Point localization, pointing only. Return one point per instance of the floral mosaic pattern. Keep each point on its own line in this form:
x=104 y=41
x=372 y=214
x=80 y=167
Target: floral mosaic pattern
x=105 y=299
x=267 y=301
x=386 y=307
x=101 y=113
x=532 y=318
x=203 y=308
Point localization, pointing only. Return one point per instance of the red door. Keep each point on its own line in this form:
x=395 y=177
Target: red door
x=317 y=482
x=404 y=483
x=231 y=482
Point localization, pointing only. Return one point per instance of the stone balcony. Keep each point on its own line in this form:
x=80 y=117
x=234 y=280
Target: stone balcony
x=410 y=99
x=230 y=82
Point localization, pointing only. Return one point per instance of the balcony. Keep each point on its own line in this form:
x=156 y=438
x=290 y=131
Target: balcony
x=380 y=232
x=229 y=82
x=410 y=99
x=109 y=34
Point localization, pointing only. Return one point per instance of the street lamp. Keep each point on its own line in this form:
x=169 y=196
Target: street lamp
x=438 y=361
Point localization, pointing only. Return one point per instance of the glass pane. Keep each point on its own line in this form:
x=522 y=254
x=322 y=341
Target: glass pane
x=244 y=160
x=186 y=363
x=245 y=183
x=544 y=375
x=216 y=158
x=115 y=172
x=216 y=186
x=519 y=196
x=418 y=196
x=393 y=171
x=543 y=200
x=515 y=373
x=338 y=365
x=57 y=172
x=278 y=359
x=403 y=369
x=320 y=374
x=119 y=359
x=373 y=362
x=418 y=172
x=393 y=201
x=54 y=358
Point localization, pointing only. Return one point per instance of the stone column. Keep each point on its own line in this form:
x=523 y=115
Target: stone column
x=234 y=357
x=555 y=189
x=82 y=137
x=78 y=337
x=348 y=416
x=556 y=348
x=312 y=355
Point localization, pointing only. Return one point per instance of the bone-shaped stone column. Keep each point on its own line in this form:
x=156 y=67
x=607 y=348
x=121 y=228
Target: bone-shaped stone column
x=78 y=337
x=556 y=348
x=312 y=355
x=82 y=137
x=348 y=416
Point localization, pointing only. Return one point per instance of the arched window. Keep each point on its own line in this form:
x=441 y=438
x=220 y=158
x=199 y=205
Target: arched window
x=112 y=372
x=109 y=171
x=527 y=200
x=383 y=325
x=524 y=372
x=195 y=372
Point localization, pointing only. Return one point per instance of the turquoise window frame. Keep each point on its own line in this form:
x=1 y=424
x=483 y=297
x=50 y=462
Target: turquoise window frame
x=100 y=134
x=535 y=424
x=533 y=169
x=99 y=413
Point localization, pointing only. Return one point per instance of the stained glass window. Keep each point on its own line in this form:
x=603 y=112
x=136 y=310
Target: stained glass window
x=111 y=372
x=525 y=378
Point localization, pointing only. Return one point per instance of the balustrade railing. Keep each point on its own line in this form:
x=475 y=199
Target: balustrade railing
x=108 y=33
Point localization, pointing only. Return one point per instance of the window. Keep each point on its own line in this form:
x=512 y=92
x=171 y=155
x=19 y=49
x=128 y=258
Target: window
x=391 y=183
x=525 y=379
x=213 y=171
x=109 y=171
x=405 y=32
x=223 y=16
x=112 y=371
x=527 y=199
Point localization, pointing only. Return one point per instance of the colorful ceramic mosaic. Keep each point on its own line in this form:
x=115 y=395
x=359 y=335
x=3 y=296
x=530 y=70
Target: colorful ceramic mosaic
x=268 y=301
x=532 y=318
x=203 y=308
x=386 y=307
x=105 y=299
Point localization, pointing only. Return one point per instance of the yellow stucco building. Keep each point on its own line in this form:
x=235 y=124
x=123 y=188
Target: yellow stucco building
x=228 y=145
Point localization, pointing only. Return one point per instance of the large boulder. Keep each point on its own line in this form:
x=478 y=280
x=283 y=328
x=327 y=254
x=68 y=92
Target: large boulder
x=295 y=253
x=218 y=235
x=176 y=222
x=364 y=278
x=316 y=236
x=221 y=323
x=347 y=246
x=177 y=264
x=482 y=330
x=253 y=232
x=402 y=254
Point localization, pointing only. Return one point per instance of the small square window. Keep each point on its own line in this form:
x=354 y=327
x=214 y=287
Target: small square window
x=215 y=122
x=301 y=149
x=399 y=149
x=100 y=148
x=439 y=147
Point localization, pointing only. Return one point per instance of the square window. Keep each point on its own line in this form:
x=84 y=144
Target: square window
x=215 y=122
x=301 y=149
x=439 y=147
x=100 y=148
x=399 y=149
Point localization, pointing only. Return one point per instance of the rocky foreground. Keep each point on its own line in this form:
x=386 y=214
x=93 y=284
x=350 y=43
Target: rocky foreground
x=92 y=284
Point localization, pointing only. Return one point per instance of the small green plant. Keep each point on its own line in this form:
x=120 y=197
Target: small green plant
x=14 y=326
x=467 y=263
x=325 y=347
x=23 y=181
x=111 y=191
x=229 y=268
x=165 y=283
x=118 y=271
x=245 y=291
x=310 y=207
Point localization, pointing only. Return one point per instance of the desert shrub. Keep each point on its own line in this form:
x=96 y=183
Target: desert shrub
· · ·
Goal:
Convert every line of all the rows above into a Markdown table with two columns, Number and Line, numbering the lines in order and leaving out any blank lines.

Correct result:
| Number | Line |
|---|---|
| 1 | Point localization, pointing only. Return one point per instance of the floral mosaic pattern. Keep each point on its own line in this form: |
| 2 | x=104 y=41 |
| 3 | x=372 y=214 |
| 4 | x=80 y=167 |
| 5 | Target: floral mosaic pattern |
| 6 | x=105 y=299 |
| 7 | x=267 y=301 |
| 8 | x=386 y=307 |
| 9 | x=101 y=113 |
| 10 | x=532 y=318 |
| 11 | x=203 y=308 |
| 12 | Point localization, pointing only. Return one point per instance of the red door. Keep each point on its own line in this form: |
| 13 | x=395 y=177 |
| 14 | Target: red door |
| 15 | x=317 y=482 |
| 16 | x=404 y=483 |
| 17 | x=231 y=482 |
| 18 | Point localization, pointing only. Return one point per instance of the stone balcony. Keep each point on its own line in this form: |
| 19 | x=80 y=117 |
| 20 | x=234 y=280 |
| 21 | Target: stone balcony |
| 22 | x=410 y=99 |
| 23 | x=230 y=82 |
| 24 | Point localization, pointing only. Return one point per instance of the balcony. Keep each point on its own line in this form: |
| 25 | x=156 y=438 |
| 26 | x=290 y=131 |
| 27 | Target: balcony |
| 28 | x=380 y=232 |
| 29 | x=229 y=82 |
| 30 | x=410 y=99 |
| 31 | x=109 y=34 |
| 32 | Point localization, pointing only. Return one point per instance of the street lamp. Keep each point on its own line in this form: |
| 33 | x=169 y=196 |
| 34 | Target: street lamp |
| 35 | x=438 y=361 |
| 36 | Point localization, pointing only. Return one point per instance of the glass pane. Keep each point on its own line in this form: |
| 37 | x=522 y=254 |
| 38 | x=322 y=341 |
| 39 | Target: glass pane |
| 40 | x=244 y=160 |
| 41 | x=186 y=363 |
| 42 | x=245 y=183 |
| 43 | x=544 y=375 |
| 44 | x=216 y=158 |
| 45 | x=115 y=172 |
| 46 | x=216 y=186 |
| 47 | x=519 y=196 |
| 48 | x=418 y=196 |
| 49 | x=393 y=171 |
| 50 | x=543 y=200 |
| 51 | x=515 y=373 |
| 52 | x=338 y=365 |
| 53 | x=57 y=172 |
| 54 | x=278 y=359 |
| 55 | x=403 y=369 |
| 56 | x=320 y=374 |
| 57 | x=119 y=359 |
| 58 | x=373 y=362 |
| 59 | x=418 y=172 |
| 60 | x=393 y=201 |
| 61 | x=54 y=358 |
| 62 | Point localization, pointing only. Return one point per instance of the stone column. Keep each point on its own line in this form: |
| 63 | x=523 y=115 |
| 64 | Target: stone column |
| 65 | x=234 y=357 |
| 66 | x=555 y=189 |
| 67 | x=82 y=137 |
| 68 | x=78 y=337 |
| 69 | x=348 y=416 |
| 70 | x=556 y=348 |
| 71 | x=312 y=355 |
| 72 | Point localization, pointing only. Return one point per instance of the bone-shaped stone column. Keep each point on its own line in this form: |
| 73 | x=156 y=67 |
| 74 | x=607 y=348 |
| 75 | x=121 y=228 |
| 76 | Target: bone-shaped stone column |
| 77 | x=78 y=337 |
| 78 | x=556 y=348 |
| 79 | x=312 y=355 |
| 80 | x=82 y=137 |
| 81 | x=348 y=416 |
| 82 | Point localization, pointing only. Return one point per instance of the arched window. Keep each point on its own line in this form: |
| 83 | x=441 y=438 |
| 84 | x=220 y=158 |
| 85 | x=199 y=205 |
| 86 | Target: arched window |
| 87 | x=112 y=372 |
| 88 | x=109 y=171 |
| 89 | x=527 y=200 |
| 90 | x=383 y=325 |
| 91 | x=524 y=372 |
| 92 | x=195 y=372 |
| 93 | Point localization, pointing only. Return one point per instance of the turquoise window frame. Keep each point on its own line in this form: |
| 94 | x=1 y=424 |
| 95 | x=483 y=297 |
| 96 | x=50 y=462 |
| 97 | Target: turquoise window frame |
| 98 | x=100 y=134 |
| 99 | x=535 y=424 |
| 100 | x=533 y=169 |
| 101 | x=99 y=413 |
| 102 | Point localization, pointing only. Return one point per instance of the stained glass window. Keep each point on its own line in this form: |
| 103 | x=603 y=112 |
| 104 | x=136 y=310 |
| 105 | Target: stained glass window |
| 106 | x=111 y=372 |
| 107 | x=525 y=378 |
| 108 | Point localization, pointing only. Return one point per instance of the balustrade railing. Keep each point on its own line in this form: |
| 109 | x=475 y=199 |
| 110 | Target: balustrade railing |
| 111 | x=108 y=33 |
| 112 | Point localization, pointing only. Return one point per instance of the window. Keep each point on its own line in this form: |
| 113 | x=512 y=92 |
| 114 | x=171 y=155 |
| 115 | x=19 y=49 |
| 116 | x=128 y=258 |
| 117 | Target: window |
| 118 | x=391 y=183 |
| 119 | x=525 y=379 |
| 120 | x=213 y=171 |
| 121 | x=109 y=171 |
| 122 | x=405 y=32 |
| 123 | x=223 y=16 |
| 124 | x=112 y=371 |
| 125 | x=527 y=199 |
| 126 | Point localization, pointing only. Return one point per instance of the colorful ceramic mosaic. Keep each point on its own line in this form: |
| 127 | x=115 y=395 |
| 128 | x=359 y=335 |
| 129 | x=3 y=296 |
| 130 | x=530 y=70 |
| 131 | Target: colorful ceramic mosaic |
| 132 | x=268 y=301 |
| 133 | x=532 y=318 |
| 134 | x=203 y=308 |
| 135 | x=386 y=307 |
| 136 | x=105 y=299 |
| 137 | Point localization, pointing only. Return one point per instance of the yellow stucco building. Keep each point on its own line in this form: |
| 138 | x=235 y=124 |
| 139 | x=123 y=188 |
| 140 | Target: yellow stucco building |
| 141 | x=228 y=145 |
| 142 | Point localization, pointing only. Return one point per instance of the large boulder. Keep each point on its own line in this form: |
| 143 | x=478 y=280 |
| 144 | x=283 y=328 |
| 145 | x=327 y=254 |
| 146 | x=68 y=92 |
| 147 | Target: large boulder |
| 148 | x=295 y=253 |
| 149 | x=218 y=235 |
| 150 | x=176 y=222 |
| 151 | x=364 y=278 |
| 152 | x=316 y=236 |
| 153 | x=221 y=323 |
| 154 | x=347 y=246 |
| 155 | x=177 y=264 |
| 156 | x=482 y=330 |
| 157 | x=253 y=232 |
| 158 | x=402 y=254 |
| 159 | Point localization, pointing only. Return one point per instance of the small square window. Keep each point on its own line in this form: |
| 160 | x=354 y=327 |
| 161 | x=214 y=287 |
| 162 | Target: small square window |
| 163 | x=215 y=122 |
| 164 | x=301 y=149 |
| 165 | x=399 y=149 |
| 166 | x=100 y=148 |
| 167 | x=439 y=147 |
| 168 | Point localization, pointing only. Return one point per instance of the square window. Keep each point on its own line in this form: |
| 169 | x=84 y=144 |
| 170 | Target: square window |
| 171 | x=215 y=122 |
| 172 | x=301 y=149 |
| 173 | x=439 y=147 |
| 174 | x=100 y=148 |
| 175 | x=399 y=149 |
| 176 | Point localization, pointing only. Return one point per instance of the rocky foreground. Keep each point on its own line in this form: |
| 177 | x=386 y=214 |
| 178 | x=93 y=284 |
| 179 | x=350 y=43 |
| 180 | Target: rocky foreground |
| 181 | x=92 y=284 |
| 182 | Point localization, pointing only. Return one point per instance of the small green plant. Keep each point on its own line in this form: |
| 183 | x=120 y=197 |
| 184 | Target: small green plant |
| 185 | x=14 y=326 |
| 186 | x=467 y=263 |
| 187 | x=325 y=347 |
| 188 | x=23 y=181 |
| 189 | x=111 y=191 |
| 190 | x=229 y=268 |
| 191 | x=165 y=283 |
| 192 | x=118 y=271 |
| 193 | x=245 y=291 |
| 194 | x=310 y=207 |
| 195 | Point localization, pointing only. Return one point per instance of the desert shrub. Keep each point on its own line in this form: |
| 196 | x=96 y=183 |
| 197 | Target: desert shrub |